■ SUPPLIED PASSAGE:

Even more significantly, sales of Christian Brothers Brandy--which Maher called “the backbone of the company”--also slumped. For years the nation’s leading domestic brand, Christian Brothers Brandy was overtaken in 1985 by Modesto-based Gallo Winery’s handsomely repackaged and richly promoted E & J Brandy.

At a time when brandy sales nationally remained flat, Maher said, sales of Christian Brothers Brandy fell significantly, from a high of more than 1.48 million 9-liter cases in 1984 to barely 1.2 million cases last year, off 19%. In contrast, sales of E & J climbed more than 13%, and those of third-ranked Korbel rose 3%.

Clearly, those gains came at the expense of Christian Brothers--whose shipments have declined, Maher estimated, by about one-fourth.

“That’s really a case of marketing,” said Eileen Fredrikson of the San Francisco wine consulting firm of Gomberg-Fredrikson & Associates. “Here you have a strong and aggressive person (Gallo) just absolutely grabbing market share in a static marketplace. That was time to bring in Dick Maher--or something.”

■ DATASET EXTRACT:
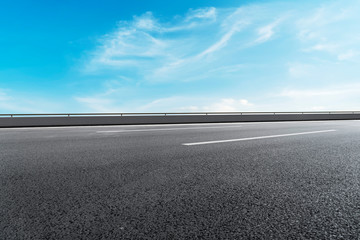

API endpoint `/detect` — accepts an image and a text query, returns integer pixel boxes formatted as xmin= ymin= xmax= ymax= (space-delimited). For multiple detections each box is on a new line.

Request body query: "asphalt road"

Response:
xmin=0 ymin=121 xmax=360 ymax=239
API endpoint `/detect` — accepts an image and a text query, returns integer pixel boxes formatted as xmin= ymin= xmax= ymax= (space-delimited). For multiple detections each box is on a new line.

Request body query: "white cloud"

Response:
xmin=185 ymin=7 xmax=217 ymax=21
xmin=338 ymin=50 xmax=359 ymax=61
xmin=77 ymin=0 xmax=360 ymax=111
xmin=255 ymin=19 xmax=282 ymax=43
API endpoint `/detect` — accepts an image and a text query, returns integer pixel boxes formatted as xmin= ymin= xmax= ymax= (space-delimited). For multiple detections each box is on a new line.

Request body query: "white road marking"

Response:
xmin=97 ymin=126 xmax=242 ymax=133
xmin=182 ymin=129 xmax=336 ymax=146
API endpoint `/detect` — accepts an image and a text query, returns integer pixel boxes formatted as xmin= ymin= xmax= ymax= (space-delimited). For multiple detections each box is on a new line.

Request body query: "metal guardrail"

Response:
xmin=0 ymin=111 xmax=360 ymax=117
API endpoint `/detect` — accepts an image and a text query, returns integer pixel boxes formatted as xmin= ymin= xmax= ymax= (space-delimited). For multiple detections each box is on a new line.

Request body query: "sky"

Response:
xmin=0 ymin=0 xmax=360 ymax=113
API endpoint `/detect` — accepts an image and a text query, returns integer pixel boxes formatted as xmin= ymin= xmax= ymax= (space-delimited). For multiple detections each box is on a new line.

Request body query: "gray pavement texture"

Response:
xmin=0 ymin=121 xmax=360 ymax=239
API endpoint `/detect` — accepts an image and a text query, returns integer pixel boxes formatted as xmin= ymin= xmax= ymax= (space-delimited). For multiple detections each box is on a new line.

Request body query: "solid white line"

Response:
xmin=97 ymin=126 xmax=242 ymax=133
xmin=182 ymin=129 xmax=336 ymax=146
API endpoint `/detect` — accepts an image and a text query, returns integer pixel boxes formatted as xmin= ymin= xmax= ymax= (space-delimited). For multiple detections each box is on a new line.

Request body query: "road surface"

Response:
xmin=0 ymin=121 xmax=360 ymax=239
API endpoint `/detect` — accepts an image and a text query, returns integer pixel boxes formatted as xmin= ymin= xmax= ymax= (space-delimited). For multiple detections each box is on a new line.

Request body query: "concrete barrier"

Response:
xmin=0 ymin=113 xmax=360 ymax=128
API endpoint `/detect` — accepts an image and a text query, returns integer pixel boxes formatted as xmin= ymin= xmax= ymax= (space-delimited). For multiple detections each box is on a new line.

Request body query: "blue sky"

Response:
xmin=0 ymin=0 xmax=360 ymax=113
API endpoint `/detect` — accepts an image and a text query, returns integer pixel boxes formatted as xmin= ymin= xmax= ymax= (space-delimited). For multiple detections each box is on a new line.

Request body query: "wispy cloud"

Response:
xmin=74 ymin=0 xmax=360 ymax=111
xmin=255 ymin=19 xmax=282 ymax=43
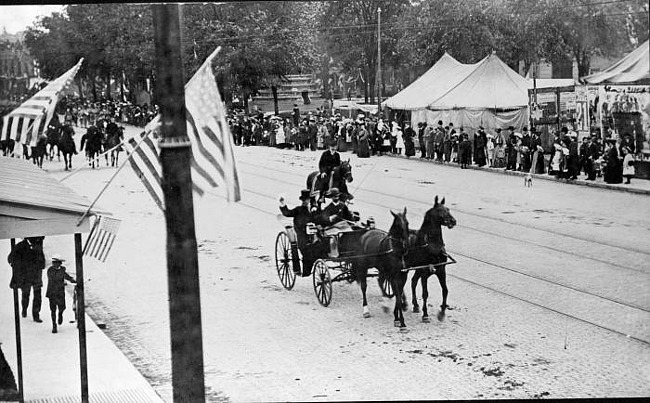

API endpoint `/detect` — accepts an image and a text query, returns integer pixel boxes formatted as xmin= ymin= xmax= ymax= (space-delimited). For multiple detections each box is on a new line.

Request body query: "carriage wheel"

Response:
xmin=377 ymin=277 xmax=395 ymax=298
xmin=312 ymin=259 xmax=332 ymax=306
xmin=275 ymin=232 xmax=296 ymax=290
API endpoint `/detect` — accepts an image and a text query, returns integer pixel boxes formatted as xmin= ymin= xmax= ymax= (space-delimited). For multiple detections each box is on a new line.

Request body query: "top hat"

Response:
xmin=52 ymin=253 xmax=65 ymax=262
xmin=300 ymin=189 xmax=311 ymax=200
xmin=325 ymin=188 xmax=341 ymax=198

■ PARTS OF THE EXERCISE:
**1.** Extract everything in the brandy sales passage from "Even more significantly, sales" down to "E & J Brandy.", copied word for word.
**2.** Extend the passage on Christian Brothers Brandy's sales decline, picking up right after its final sentence.

■ ANSWER LIST:
**1.**
Even more significantly, sales of Christian Brothers Brandy--which Maher called “the backbone of the company”--also slumped. For years the nation’s leading domestic brand, Christian Brothers Brandy was overtaken in 1985 by Modesto-based Gallo Winery’s handsomely repackaged and richly promoted E & J Brandy.

**2.**
Maher’s reputation extends from top-executive experience not only with Seagram’s wine operation but with Heublein and E & J Gallo Winery (which is sometimes called the “Gallo University” after its distinguished alumni). While president of Beringer Vineyards, whose Victorian-style headquarters is a stone’s throw from Greystone Cellars, the 54-year-old Maher was credited with helping turn around that pioneer winery.

He said his first priority now is to end the slide in brandy sales and mount a marketing effort to promote the new Christian Brothers premium varietals. His strategy, he said, is to lighten Christian Brothers’ image and broaden a loyal but aging customer base.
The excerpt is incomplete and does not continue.